- **Problem to work on**
Rewrite the data from the start down to and including the line with "[511,311,626,417]", changing each "track" to "locate" and leaving everything else the same.

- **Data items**
..............................

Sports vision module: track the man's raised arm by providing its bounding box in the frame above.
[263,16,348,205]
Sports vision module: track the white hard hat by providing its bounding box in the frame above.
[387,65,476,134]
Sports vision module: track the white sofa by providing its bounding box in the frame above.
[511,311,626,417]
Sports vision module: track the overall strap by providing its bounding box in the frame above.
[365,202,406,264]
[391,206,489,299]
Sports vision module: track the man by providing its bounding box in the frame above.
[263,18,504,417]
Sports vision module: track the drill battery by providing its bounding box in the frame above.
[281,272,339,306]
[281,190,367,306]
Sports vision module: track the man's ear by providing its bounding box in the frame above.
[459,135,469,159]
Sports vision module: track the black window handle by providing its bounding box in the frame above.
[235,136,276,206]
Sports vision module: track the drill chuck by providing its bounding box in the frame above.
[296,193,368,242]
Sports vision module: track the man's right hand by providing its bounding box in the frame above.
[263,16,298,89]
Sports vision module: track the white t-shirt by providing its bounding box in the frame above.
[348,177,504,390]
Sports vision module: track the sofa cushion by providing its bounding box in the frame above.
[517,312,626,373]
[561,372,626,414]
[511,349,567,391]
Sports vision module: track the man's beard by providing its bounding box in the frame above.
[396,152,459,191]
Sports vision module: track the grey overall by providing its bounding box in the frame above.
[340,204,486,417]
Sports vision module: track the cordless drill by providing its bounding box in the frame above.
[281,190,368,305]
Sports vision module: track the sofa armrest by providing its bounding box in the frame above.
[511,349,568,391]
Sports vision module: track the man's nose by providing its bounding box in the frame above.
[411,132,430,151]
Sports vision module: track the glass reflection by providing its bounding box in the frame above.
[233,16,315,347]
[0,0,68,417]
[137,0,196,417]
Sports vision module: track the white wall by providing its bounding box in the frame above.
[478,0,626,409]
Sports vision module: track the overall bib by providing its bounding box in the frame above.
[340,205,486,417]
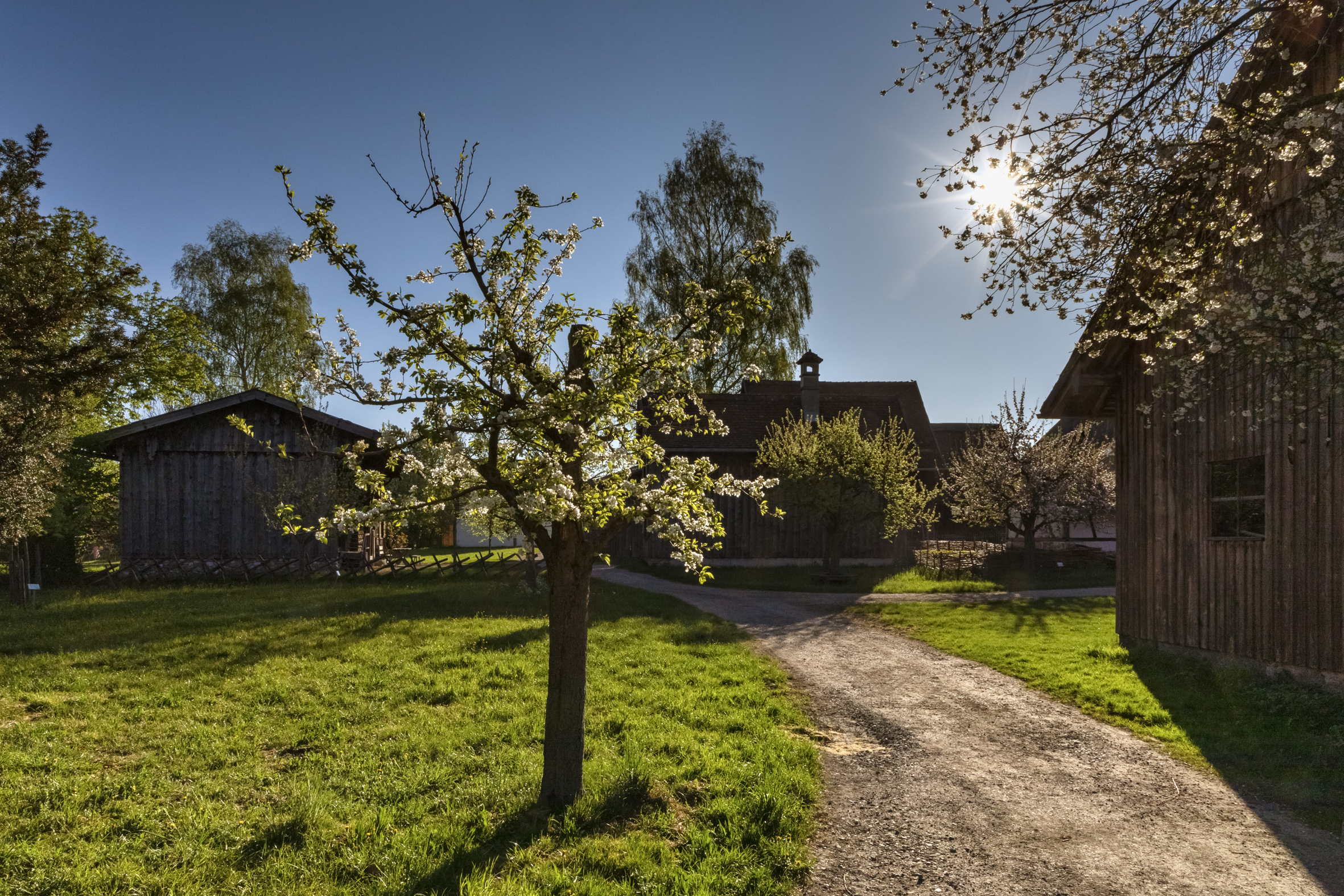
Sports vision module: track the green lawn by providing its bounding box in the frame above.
[852,598,1344,833]
[613,559,1115,594]
[0,580,818,896]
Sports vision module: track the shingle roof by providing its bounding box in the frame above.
[654,380,938,462]
[933,423,999,458]
[79,390,378,449]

..............................

- **Final result**
Sports vision module: locate the man's raised arm by providing its bounding box in the frame above.
[263,16,348,205]
Sports vision module: locate the white hard hat by providing its bounding box in the frame above.
[387,65,476,134]
Sports vision module: locate the white sofa by providing its bounding box in the frame above.
[511,311,626,417]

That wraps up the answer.